In the records below, reproduce word for word everything from the line containing "Above is a drone survey of farmland. Pinpoint the presidential" down to the line containing "top-left (71, 8), bottom-right (86, 29)", including both of those lines.

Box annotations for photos
# # # #
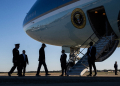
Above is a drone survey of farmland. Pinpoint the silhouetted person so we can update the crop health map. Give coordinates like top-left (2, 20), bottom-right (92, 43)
top-left (114, 61), bottom-right (118, 75)
top-left (20, 50), bottom-right (29, 76)
top-left (8, 44), bottom-right (20, 76)
top-left (36, 44), bottom-right (50, 76)
top-left (87, 42), bottom-right (97, 76)
top-left (60, 50), bottom-right (67, 76)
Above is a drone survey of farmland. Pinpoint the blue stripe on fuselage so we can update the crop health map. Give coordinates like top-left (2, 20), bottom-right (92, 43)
top-left (23, 0), bottom-right (72, 26)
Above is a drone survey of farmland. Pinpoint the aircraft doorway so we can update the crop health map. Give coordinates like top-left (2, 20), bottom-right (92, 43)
top-left (87, 6), bottom-right (113, 37)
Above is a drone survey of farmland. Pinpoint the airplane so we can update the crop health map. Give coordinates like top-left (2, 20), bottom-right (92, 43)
top-left (23, 0), bottom-right (120, 75)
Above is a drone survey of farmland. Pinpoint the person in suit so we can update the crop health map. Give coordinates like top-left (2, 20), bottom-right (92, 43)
top-left (87, 42), bottom-right (97, 76)
top-left (20, 50), bottom-right (29, 76)
top-left (60, 50), bottom-right (67, 76)
top-left (8, 44), bottom-right (21, 76)
top-left (114, 61), bottom-right (118, 75)
top-left (36, 43), bottom-right (50, 76)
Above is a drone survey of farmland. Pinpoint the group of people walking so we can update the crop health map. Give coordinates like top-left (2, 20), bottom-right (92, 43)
top-left (8, 42), bottom-right (117, 76)
top-left (8, 43), bottom-right (67, 76)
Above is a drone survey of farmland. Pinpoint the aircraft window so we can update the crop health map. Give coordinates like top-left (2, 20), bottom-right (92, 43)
top-left (117, 11), bottom-right (120, 32)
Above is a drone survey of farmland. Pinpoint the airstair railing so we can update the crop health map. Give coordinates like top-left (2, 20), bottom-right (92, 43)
top-left (68, 33), bottom-right (114, 70)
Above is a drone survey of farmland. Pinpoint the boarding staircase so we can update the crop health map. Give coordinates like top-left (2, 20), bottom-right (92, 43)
top-left (67, 34), bottom-right (119, 76)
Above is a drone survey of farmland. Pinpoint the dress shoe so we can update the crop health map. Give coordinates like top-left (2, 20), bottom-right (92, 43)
top-left (46, 74), bottom-right (51, 76)
top-left (60, 74), bottom-right (63, 76)
top-left (8, 72), bottom-right (11, 76)
top-left (93, 74), bottom-right (97, 77)
top-left (36, 74), bottom-right (40, 76)
top-left (87, 74), bottom-right (92, 76)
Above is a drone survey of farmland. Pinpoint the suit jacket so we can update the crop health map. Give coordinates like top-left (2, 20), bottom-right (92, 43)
top-left (20, 54), bottom-right (29, 64)
top-left (38, 47), bottom-right (45, 61)
top-left (60, 54), bottom-right (67, 66)
top-left (114, 64), bottom-right (117, 69)
top-left (87, 46), bottom-right (96, 61)
top-left (12, 48), bottom-right (19, 63)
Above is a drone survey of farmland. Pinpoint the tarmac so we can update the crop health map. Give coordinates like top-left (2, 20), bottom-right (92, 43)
top-left (0, 76), bottom-right (120, 86)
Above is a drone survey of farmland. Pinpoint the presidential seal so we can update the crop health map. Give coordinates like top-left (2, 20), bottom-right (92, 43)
top-left (71, 8), bottom-right (86, 29)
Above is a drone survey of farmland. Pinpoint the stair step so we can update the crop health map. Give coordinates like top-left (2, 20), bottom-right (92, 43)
top-left (68, 36), bottom-right (111, 76)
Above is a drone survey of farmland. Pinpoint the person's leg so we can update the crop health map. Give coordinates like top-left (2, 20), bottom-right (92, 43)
top-left (61, 67), bottom-right (64, 76)
top-left (88, 61), bottom-right (92, 75)
top-left (115, 68), bottom-right (117, 75)
top-left (18, 63), bottom-right (22, 76)
top-left (23, 63), bottom-right (26, 76)
top-left (65, 65), bottom-right (67, 75)
top-left (92, 62), bottom-right (97, 75)
top-left (43, 62), bottom-right (48, 74)
top-left (9, 63), bottom-right (17, 74)
top-left (36, 61), bottom-right (42, 75)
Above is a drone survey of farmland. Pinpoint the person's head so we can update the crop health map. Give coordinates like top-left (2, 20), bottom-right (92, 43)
top-left (15, 44), bottom-right (20, 49)
top-left (23, 50), bottom-right (25, 54)
top-left (89, 42), bottom-right (93, 46)
top-left (42, 43), bottom-right (46, 48)
top-left (61, 50), bottom-right (65, 53)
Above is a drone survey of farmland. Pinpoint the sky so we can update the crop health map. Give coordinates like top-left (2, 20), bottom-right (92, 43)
top-left (0, 0), bottom-right (120, 72)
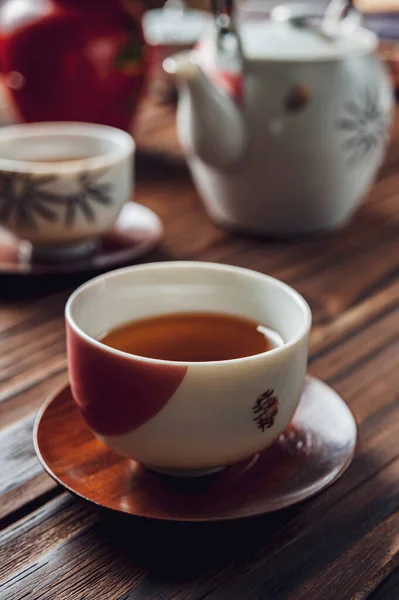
# # # #
# FINAL RESULT
Above is a drone survey of farmland. Pinpoint the presidential seal so we can update the crop health map. Give coordinates like top-left (2, 20), bottom-right (92, 43)
top-left (71, 8), bottom-right (86, 29)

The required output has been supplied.